Nella Terra di Mezzo gli hobbit occupano il gradino più basso nella scala evolutiva, ancora più in basso degli orchetti. I quali uccidono, depredano e razziano perché anelano al caos, mentre gli hobbit non anelano una beata mazza se non vivere pasciuti e ubriachi alle spalle di tutte le altre razze che invece lottano quotidianamente per difendere quello in cui credono. 

Gli hobbit, in sostanza, sono più inutili degli ausiliari del traffico in un villaggio Amish. 

Nel fantasy gli hobbit ricoprono il ruolo che in alcune pellicole pornografiche con trama è riservato a certi sessantenni pingui e col pene piccolo che durante l'atto sessuale tra l'attore e l'attrice principali se ne restano in un angolo della scena a masturbarsi con inusitato vigore, sudando esageratamente con occhi lubrici e pose imbarazzanti (persino per degli intellettuali come gli spettatori dei porno), per poi accorrere nel momento del climax per contribuire alla consueta lordatura finale della protagonista. La quale, comprensibilmente, fatica a celare un'espressione tra l'inorridito e il derisorio. Oltre all'utilità del tutto marginale, dunque, entrambe le categorie condividono la stessa capacità di farti passare la voglia di vedere come va a finire il film.

================

§ Consegna
Spiega perché, secondo il brano sugli hobbit, gli hobbit stanno ancora più in basso degli orchetti nella scala evolutiva della Terra di Mezzo.

§ Dati di partenza
================

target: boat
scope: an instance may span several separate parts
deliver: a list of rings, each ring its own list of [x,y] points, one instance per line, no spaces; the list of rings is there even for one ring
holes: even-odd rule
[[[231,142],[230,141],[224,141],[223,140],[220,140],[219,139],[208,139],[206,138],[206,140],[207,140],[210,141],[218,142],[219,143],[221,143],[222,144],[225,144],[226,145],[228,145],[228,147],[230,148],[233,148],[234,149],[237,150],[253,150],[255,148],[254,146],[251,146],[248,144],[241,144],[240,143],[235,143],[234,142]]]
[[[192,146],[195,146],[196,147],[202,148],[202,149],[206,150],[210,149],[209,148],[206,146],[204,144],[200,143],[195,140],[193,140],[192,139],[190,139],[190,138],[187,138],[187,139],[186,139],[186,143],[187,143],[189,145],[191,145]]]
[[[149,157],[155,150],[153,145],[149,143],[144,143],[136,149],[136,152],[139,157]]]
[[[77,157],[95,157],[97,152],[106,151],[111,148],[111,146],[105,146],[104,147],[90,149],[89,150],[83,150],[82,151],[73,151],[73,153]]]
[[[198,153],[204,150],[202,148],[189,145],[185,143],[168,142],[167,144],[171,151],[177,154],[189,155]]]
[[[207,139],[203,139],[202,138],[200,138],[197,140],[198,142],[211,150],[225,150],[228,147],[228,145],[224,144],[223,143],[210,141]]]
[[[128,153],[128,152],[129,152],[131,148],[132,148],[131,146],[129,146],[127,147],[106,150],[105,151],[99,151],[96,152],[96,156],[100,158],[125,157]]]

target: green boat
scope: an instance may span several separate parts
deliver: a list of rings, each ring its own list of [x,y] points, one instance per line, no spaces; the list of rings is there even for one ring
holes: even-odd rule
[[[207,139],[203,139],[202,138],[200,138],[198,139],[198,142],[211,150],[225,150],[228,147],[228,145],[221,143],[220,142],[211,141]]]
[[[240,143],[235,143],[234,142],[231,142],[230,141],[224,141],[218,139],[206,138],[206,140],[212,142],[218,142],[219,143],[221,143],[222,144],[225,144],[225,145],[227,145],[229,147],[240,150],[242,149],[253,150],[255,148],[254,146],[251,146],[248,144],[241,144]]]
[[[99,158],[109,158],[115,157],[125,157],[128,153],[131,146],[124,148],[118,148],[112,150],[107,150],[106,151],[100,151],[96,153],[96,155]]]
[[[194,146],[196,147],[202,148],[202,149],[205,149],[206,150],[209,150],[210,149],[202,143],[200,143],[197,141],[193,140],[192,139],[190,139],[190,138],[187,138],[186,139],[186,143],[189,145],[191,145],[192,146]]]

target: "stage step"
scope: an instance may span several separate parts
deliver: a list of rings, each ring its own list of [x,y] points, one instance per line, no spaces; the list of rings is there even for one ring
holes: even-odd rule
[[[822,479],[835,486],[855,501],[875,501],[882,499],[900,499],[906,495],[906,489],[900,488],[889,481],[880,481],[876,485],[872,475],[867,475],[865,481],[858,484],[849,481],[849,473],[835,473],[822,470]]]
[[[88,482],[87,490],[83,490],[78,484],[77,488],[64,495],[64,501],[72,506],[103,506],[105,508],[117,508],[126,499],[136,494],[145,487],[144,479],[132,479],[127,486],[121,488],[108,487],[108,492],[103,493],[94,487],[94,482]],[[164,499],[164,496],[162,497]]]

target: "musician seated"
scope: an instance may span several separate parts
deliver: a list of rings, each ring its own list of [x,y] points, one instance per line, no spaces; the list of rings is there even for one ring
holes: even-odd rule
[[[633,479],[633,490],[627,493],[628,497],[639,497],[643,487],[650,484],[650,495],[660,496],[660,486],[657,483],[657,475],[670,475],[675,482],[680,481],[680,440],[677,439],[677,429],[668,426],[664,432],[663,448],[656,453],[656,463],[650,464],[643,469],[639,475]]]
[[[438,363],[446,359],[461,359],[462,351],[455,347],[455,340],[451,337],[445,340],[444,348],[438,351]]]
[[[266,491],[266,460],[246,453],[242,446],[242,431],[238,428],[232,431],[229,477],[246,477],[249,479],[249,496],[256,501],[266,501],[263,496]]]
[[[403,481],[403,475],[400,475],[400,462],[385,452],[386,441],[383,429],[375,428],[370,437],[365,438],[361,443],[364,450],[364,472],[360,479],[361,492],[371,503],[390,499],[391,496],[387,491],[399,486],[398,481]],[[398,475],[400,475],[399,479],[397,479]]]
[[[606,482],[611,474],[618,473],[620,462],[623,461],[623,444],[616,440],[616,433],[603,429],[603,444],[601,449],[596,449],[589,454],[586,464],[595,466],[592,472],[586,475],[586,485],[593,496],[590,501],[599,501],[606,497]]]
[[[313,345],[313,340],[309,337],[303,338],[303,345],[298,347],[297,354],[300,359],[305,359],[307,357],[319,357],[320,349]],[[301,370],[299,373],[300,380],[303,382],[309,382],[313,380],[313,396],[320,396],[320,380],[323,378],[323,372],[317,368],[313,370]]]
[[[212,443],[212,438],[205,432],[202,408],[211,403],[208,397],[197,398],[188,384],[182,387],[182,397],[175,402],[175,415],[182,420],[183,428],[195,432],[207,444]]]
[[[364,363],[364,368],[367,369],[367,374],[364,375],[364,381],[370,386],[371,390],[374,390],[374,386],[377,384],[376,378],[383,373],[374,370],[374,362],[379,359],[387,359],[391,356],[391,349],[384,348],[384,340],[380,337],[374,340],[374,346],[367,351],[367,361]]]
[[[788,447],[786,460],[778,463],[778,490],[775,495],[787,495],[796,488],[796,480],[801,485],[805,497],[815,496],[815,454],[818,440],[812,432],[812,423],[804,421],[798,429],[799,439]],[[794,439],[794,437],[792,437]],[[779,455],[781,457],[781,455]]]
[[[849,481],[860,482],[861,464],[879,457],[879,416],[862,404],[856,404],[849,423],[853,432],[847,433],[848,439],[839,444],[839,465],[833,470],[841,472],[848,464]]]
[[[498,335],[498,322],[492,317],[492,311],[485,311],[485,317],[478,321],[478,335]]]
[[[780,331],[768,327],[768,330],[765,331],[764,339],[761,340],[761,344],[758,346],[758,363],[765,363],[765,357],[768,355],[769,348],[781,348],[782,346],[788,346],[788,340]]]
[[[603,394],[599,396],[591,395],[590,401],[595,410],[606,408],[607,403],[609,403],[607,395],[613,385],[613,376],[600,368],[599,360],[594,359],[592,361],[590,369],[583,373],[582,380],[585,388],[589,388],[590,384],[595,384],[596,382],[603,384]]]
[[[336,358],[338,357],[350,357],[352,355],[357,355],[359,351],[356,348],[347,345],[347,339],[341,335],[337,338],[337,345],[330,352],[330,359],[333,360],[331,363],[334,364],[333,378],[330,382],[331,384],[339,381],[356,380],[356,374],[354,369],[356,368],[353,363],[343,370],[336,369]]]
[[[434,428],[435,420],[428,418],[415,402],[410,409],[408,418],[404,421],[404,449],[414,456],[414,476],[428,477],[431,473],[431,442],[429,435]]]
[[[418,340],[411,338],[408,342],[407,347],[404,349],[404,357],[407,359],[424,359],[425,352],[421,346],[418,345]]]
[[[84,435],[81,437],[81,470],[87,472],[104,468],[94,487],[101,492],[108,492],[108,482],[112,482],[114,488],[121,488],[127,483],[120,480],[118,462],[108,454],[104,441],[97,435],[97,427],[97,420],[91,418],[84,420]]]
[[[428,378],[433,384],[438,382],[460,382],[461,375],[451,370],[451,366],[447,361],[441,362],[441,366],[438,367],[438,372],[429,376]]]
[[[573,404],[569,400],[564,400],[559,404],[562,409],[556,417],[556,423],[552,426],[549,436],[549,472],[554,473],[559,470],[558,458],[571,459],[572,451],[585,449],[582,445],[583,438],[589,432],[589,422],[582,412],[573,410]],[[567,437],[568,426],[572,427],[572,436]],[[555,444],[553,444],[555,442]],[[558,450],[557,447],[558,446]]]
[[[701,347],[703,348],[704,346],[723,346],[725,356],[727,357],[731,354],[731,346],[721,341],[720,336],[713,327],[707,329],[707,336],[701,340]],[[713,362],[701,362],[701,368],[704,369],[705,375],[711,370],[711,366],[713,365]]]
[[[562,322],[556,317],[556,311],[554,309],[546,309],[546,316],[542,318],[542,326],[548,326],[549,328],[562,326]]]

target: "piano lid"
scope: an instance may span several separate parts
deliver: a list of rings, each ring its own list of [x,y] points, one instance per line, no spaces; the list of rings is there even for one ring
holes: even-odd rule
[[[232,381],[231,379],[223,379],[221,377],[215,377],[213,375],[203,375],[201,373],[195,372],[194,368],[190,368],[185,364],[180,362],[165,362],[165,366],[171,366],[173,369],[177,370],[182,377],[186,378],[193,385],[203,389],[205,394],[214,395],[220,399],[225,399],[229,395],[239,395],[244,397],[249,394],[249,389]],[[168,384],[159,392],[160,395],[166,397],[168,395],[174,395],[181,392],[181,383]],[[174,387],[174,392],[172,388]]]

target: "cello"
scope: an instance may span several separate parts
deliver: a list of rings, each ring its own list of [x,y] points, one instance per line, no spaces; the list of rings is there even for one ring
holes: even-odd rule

================

§ Soluzione scritta
Gli orchetti uccidono, depredano e razziano perché anelano al caos. Gli hobbit invece non anelano a nient'altro che a vivere pasciuti e ubriachi alle spalle delle altre razze, che lottano ogni giorno per difendere ciò in cui credono.